### BRIEF
Filter the rows below and copy every line that contains the string "blue", matching its case exactly.
★ ★ ★ ★
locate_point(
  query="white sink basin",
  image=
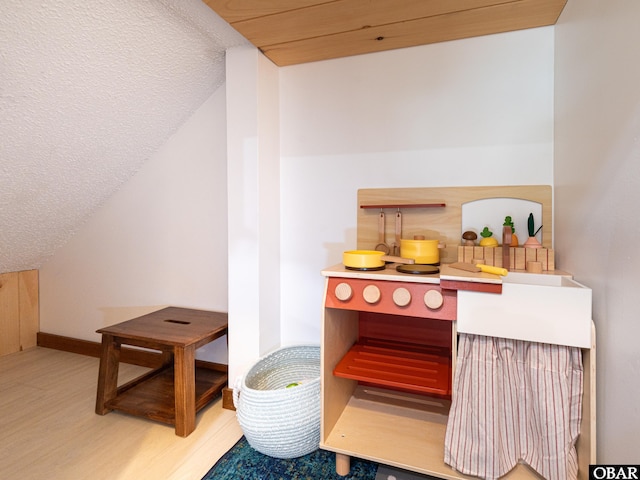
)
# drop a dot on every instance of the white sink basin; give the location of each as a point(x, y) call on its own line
point(535, 307)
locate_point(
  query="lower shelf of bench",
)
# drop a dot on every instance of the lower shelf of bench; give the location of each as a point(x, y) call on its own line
point(152, 395)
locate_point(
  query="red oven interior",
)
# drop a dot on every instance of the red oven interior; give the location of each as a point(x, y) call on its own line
point(404, 348)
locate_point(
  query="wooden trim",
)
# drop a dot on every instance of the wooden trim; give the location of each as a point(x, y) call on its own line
point(134, 356)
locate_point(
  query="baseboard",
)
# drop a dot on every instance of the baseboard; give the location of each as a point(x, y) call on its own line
point(134, 356)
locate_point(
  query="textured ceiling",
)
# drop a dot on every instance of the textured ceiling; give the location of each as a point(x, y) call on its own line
point(89, 90)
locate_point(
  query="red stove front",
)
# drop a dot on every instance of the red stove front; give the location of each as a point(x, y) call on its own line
point(405, 333)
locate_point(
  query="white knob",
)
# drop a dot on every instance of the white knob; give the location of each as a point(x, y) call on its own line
point(433, 299)
point(401, 297)
point(371, 294)
point(343, 291)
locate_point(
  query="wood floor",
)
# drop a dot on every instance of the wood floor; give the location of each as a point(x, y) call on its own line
point(49, 430)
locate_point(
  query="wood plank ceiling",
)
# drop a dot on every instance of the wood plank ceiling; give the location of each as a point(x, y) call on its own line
point(290, 32)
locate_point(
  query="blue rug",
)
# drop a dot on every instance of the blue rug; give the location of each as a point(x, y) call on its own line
point(242, 462)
★ ★ ★ ★
### THE RESULT
  query="blue rug",
# drop a dot on every instance of the blue rug; give the location of each as a point(x, y) call on its own line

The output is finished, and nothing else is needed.